» **Stated exercise**
Pull out and copy every line of the entries that contains the word "wool".

» **Recorded information**
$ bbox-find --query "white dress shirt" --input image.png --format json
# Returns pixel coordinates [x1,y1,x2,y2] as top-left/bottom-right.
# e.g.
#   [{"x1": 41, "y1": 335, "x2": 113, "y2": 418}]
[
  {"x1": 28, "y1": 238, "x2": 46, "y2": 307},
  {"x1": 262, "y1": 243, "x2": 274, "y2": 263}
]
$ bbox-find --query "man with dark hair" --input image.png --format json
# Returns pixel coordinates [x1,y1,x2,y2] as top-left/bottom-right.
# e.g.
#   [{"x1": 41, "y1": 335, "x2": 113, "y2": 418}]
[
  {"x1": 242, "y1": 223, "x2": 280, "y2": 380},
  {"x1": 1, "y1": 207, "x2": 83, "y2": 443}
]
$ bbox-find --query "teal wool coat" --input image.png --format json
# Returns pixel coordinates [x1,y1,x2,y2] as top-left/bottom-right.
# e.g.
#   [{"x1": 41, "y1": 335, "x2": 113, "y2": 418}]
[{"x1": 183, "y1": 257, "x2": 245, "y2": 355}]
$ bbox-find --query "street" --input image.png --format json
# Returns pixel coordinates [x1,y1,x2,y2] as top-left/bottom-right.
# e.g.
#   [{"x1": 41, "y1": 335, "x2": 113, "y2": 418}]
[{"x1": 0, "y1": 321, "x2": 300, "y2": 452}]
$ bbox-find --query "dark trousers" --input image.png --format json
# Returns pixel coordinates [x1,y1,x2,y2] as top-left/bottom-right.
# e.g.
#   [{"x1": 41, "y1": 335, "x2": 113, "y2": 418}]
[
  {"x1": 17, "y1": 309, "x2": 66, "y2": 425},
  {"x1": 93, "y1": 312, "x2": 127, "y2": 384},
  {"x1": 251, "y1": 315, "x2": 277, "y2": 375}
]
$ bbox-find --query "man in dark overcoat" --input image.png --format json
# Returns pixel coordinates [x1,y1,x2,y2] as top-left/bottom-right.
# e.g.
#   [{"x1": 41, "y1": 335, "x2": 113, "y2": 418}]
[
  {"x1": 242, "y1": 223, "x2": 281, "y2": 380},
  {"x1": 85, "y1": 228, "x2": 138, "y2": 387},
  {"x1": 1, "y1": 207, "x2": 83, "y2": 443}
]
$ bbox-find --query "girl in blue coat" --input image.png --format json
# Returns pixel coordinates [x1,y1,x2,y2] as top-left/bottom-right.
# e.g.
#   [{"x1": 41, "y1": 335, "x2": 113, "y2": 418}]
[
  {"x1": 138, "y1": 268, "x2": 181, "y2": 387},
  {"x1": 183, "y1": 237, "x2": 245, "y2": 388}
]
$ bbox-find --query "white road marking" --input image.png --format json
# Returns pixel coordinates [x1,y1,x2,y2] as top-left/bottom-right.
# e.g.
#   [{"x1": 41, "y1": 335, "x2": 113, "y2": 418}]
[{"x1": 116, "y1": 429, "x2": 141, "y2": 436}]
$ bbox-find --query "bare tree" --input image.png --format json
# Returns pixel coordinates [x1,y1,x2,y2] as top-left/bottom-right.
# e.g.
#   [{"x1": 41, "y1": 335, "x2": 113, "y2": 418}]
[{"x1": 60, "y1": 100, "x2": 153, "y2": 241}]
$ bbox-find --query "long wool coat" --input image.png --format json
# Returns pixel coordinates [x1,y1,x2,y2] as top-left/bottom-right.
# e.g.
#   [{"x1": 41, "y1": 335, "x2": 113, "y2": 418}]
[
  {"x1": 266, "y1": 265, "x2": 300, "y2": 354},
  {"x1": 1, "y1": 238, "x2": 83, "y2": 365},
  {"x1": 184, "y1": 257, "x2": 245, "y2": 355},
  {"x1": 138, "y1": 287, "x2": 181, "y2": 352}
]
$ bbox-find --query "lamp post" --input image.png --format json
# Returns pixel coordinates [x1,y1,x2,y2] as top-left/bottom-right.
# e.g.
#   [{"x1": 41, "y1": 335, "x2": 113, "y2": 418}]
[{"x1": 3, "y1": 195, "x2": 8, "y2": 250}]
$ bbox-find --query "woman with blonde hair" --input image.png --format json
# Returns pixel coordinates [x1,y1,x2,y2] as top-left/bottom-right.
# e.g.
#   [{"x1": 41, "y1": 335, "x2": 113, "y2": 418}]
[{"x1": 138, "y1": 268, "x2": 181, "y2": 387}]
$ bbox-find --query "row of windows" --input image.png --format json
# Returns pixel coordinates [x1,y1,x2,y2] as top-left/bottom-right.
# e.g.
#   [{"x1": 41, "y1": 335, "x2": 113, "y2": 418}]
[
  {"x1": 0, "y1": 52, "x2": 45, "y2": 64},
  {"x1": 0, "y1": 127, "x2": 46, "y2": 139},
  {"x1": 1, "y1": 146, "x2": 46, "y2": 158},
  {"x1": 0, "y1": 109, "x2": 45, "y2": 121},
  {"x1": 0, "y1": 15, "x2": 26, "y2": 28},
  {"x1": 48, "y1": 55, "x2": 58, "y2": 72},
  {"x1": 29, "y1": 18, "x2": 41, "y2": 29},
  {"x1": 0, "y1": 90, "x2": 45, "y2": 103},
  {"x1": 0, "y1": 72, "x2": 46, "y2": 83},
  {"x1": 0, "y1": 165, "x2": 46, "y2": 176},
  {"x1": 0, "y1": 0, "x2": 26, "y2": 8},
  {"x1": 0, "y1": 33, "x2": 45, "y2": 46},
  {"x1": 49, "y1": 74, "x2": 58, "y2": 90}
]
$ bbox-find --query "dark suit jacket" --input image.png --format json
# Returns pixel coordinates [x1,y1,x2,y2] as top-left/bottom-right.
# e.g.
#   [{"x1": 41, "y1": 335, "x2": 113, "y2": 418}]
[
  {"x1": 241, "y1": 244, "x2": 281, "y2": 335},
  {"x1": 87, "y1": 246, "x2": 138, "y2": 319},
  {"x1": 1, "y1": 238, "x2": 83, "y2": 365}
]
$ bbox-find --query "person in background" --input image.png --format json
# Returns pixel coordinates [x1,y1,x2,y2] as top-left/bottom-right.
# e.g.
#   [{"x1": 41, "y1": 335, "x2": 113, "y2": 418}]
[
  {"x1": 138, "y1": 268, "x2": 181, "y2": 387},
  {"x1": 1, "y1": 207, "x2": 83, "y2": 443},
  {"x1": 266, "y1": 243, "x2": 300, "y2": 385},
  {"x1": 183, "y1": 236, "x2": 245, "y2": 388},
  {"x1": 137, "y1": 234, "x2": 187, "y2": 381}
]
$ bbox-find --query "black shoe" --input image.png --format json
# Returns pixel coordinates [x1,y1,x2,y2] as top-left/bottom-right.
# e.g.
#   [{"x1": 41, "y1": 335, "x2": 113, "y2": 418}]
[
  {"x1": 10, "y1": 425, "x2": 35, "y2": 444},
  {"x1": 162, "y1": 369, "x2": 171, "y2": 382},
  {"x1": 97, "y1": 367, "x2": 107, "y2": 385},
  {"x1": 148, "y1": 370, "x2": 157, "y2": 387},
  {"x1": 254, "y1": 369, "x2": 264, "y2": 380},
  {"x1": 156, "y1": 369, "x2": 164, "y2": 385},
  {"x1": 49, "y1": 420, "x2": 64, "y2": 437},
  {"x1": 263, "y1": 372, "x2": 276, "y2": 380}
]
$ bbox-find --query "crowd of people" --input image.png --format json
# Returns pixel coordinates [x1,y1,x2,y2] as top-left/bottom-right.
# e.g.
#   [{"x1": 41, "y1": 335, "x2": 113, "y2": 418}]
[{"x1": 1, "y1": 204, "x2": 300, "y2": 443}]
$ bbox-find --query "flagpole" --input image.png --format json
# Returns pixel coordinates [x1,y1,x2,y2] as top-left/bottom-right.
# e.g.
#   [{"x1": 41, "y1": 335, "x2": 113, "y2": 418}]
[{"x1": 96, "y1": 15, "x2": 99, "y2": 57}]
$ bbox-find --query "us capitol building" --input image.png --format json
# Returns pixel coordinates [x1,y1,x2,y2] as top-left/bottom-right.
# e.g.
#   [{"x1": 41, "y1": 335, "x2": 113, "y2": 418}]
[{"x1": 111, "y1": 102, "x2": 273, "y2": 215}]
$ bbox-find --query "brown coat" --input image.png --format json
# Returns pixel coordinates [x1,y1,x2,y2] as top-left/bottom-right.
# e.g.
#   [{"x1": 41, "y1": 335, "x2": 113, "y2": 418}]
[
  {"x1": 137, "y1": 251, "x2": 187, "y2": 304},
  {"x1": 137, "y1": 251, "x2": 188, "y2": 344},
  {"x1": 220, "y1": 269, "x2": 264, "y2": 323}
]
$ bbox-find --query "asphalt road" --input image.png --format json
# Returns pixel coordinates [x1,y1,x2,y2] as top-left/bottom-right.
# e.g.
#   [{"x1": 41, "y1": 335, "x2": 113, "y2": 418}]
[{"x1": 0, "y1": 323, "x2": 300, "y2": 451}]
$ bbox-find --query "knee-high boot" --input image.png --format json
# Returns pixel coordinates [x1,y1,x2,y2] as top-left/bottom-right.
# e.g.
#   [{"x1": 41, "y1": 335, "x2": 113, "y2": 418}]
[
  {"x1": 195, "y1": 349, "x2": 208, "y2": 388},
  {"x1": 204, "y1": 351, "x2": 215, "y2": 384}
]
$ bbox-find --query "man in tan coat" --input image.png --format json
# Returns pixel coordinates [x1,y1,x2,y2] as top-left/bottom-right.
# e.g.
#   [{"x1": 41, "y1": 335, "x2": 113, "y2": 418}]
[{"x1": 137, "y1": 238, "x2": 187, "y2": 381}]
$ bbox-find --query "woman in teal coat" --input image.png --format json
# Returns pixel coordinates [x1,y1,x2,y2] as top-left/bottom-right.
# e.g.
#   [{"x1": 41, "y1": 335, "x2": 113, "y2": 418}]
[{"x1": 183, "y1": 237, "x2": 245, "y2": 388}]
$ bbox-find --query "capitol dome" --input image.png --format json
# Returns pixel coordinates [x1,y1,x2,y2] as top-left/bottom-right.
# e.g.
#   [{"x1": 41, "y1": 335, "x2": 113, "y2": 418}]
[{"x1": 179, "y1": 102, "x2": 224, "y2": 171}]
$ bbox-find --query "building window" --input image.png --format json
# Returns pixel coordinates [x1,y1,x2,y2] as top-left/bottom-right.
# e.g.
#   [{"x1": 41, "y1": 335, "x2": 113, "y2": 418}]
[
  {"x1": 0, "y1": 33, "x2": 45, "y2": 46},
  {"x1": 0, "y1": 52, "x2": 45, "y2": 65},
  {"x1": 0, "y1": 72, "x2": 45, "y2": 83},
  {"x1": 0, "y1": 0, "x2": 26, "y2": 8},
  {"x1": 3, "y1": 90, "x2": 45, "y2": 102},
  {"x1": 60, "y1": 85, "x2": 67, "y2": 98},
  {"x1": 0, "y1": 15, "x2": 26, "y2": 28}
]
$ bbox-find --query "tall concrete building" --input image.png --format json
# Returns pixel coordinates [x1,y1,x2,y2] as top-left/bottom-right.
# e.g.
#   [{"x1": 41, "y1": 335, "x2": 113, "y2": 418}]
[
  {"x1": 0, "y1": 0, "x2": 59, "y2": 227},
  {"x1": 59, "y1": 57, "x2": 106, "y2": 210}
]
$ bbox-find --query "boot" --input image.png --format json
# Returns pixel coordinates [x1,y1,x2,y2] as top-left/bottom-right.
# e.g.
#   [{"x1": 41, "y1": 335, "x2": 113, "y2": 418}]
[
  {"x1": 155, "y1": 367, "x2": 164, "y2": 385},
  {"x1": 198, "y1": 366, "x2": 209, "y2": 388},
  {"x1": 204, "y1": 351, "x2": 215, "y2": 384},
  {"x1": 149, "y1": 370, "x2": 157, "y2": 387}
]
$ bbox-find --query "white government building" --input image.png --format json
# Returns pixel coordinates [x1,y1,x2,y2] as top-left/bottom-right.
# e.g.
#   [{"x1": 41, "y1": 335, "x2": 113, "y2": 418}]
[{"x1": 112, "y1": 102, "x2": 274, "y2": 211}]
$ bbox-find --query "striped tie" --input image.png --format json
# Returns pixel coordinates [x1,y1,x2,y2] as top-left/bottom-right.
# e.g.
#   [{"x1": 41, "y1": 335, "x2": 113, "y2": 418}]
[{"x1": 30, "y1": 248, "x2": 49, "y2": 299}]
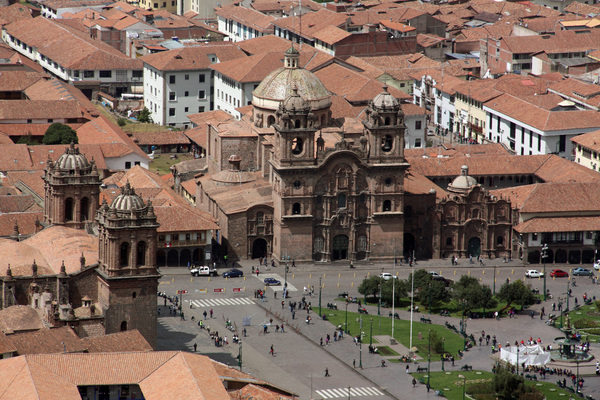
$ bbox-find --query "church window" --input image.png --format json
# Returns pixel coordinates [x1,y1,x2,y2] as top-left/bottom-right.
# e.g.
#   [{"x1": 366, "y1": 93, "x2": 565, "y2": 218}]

» **Solution to this exercise**
$ bbox-find --query "teal wool coat" --input image.png --format json
$ bbox-find --query "long wool coat" --input image.png --format json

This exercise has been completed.